DOCUMENT EXCERPT>

The UK joined the European Union in January 1973, and yesterday, the UK public voted to leave. After 43 years of marriage, the divorce proceedings will soon begin.
No one knows how long it will take for the UK to untangle itself from the EU and its laws, but many commentators think it will take many years – at least a decade. Crucially, no one yet knows how Brexit will affect the City of London – the UK’s financial center.
The EU’s single financial passport, or passporting, allows re/insurers and other financial services companies the ability to conduct business across EU member states, establishing branch offices through one regulator in the UK
What will happen to the single passport when the UK’s membership of the EU expires in two years? While Article 50 of the 2009 Lisbon Treaty sets out the process of withdrawal for an EU member state, it’s never been triggered.
The procedure is this: when the UK prime minister notifies the EU about Britain’s intention to withdraw, negotiations will begin on the arrangement for leaving and for the UK’s future dealings with the remaining 27 member states. The Lisbon Treaty allows for up to two years of negotiations. If no agreement can be reached in this time period, the other member states either have to unanimously agree to extend the negotiation period, or Britain will have to exit with no deal in place.
Prime Minister David Cameron today announced his resignation, making way for a Tory leadership election to be completed by October. Cameron said he will let the new prime minister invoke Article 50.
The question of continued access to the single EU passport is a matter to be resolved in these negotiations.
Lloyd’s, the International Underwriting Association, the Association of British Insurers, Standard & Poor’s, the legal firm Clyde & Co., Allianz, and other financial services and re/insurance groups have begun to weigh in with their comments about this historic vote.
A wrap-up of their comments follow, in no particular order:
- Lloyd’s of London. “I am confident that Lloyd’s will stay at the center of the global specialist insurance and reinsurance sector, and I look forward to continuing our valuable relationship with our European partners,” Lloyd’s Chairman John Nelson said. “For the next two years our business is unchanged. Lloyd’s has a well prepared contingency plan in place and Lloyd’s will be fully equipped to operate in the new environment.”
- International Underwriting Association. The London insurance market “is resilient and well-positioned to respond to the result of the referendum on the UK’s membership of the EU,” said a statement from the IUA, which noted that there will now be an extended period of negotiation to determine the exact terms upon which the UK exits the EU.

RECORD LIST>
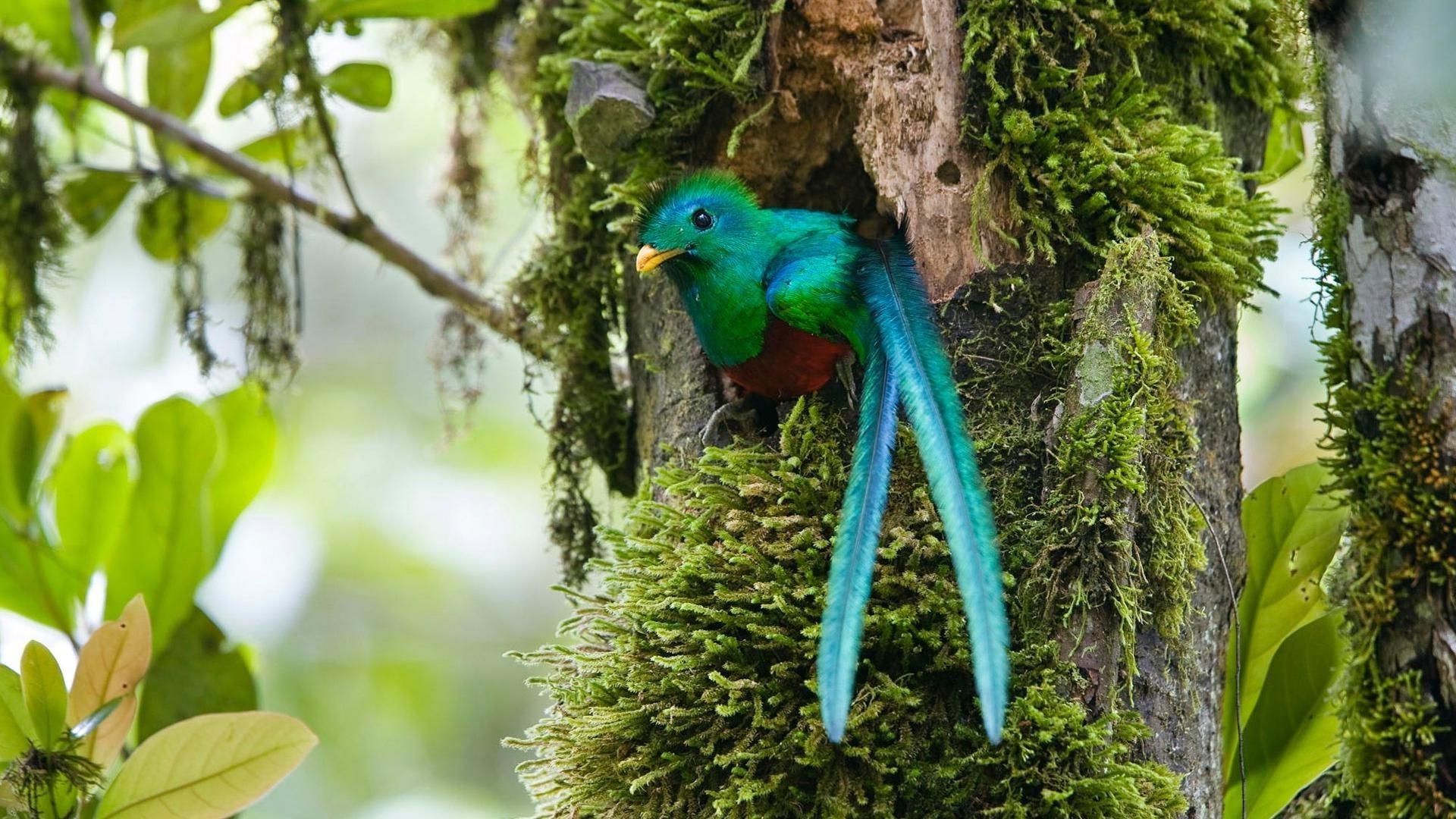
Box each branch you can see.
[20,54,548,357]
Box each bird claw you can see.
[699,398,753,446]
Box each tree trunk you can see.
[1310,0,1456,816]
[521,0,1280,816]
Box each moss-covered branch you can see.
[0,51,548,356]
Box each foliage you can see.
[1223,463,1350,819]
[961,0,1298,299]
[0,364,315,819]
[1022,233,1207,676]
[514,0,782,582]
[514,400,1187,817]
[0,595,318,819]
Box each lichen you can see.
[514,400,1187,817]
[1313,54,1456,817]
[1022,232,1207,676]
[237,196,301,384]
[961,0,1299,299]
[513,0,776,583]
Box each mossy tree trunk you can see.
[1310,0,1456,816]
[519,0,1293,816]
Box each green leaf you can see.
[136,188,230,261]
[1223,463,1348,790]
[310,0,497,22]
[217,74,264,117]
[147,0,212,120]
[1264,106,1304,184]
[207,381,278,554]
[0,0,77,65]
[61,169,136,236]
[0,666,35,768]
[237,125,316,168]
[136,606,258,740]
[0,378,65,516]
[96,711,318,819]
[1223,612,1345,819]
[114,0,256,51]
[106,398,218,651]
[322,63,394,109]
[0,525,86,632]
[0,378,35,516]
[20,640,65,751]
[51,422,133,583]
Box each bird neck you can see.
[670,259,769,367]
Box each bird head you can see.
[636,171,763,272]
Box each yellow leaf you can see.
[65,595,152,768]
[20,640,65,751]
[96,711,318,819]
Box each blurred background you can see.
[0,13,1322,819]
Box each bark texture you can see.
[521,0,1292,816]
[1310,0,1456,816]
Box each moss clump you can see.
[1024,232,1207,676]
[516,400,1187,817]
[961,0,1298,299]
[0,39,65,356]
[237,196,301,384]
[514,0,776,582]
[1313,57,1456,817]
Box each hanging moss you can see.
[516,0,1293,816]
[1022,233,1207,676]
[513,0,776,582]
[1312,51,1456,817]
[516,400,1187,817]
[0,41,67,357]
[961,0,1299,299]
[237,196,300,384]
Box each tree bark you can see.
[626,0,1268,817]
[1310,0,1456,816]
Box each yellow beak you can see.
[638,245,687,272]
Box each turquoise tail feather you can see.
[818,337,900,742]
[859,239,1010,743]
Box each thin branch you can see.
[20,54,548,357]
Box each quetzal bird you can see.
[636,171,1010,743]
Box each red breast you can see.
[723,319,850,400]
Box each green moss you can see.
[1022,233,1206,676]
[0,39,67,357]
[516,0,1293,816]
[237,196,300,384]
[961,0,1298,299]
[516,400,1187,817]
[1313,55,1456,817]
[513,0,776,582]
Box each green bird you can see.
[636,171,1010,743]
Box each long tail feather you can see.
[818,345,900,742]
[859,239,1010,742]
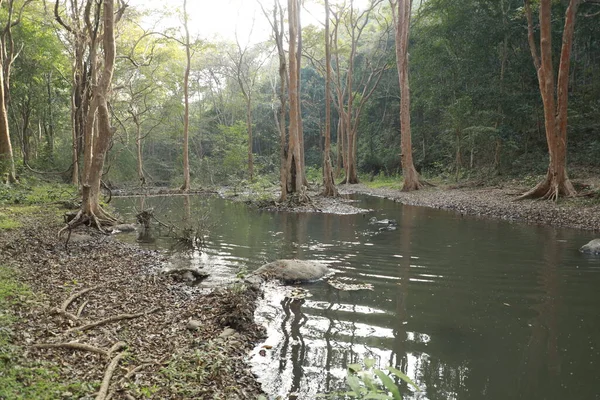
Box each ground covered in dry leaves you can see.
[0,210,262,399]
[339,183,600,231]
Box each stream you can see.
[112,196,600,400]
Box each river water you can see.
[113,196,600,399]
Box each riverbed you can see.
[114,196,600,399]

JOB> Continue the article on Brexit and the UK insurance market from its last sentence.

THE REPLY>
“Clearly the UK’s decision to exit the EU presents challenges for London market companies and uncertainty surrounding the potentially prolonged nature of this process will be problematic for future planning. Our industry is, however, experienced in responding to change,” said Dave Matcham, chief executive of the IUA.
“The free trade benefits of EU membership have been vital in maintaining London’s position as a global insurance hub and are highly valued by IUA members. This is true both for insurers headquartered in the UK and those international firms that use London as their center for European business,” he added.
“We know that many companies will now be considering their own individual responses. Continued access to European markets is essential and will, I expect, be at the forefront of the process to respond to the referendum decision. The IUA will be working with the London Market Group to ensure our industry’s views are fully represented as developments continue,” Matcham went on to say.
“Outside the EU it will still be desirable for UK supervisors to have reciprocal arrangements in place with other national regulators. Otherwise we will see a duplication of compliance costs that will damage companies and escalate costs for clients.”
- Standard & Poor’s. S&P Global Ratings said the leave vote is not expected to lead to rating actions on U.K. insurers. “We see the insurance sector as less exposed to the leave vote than the rest of the financial sector.”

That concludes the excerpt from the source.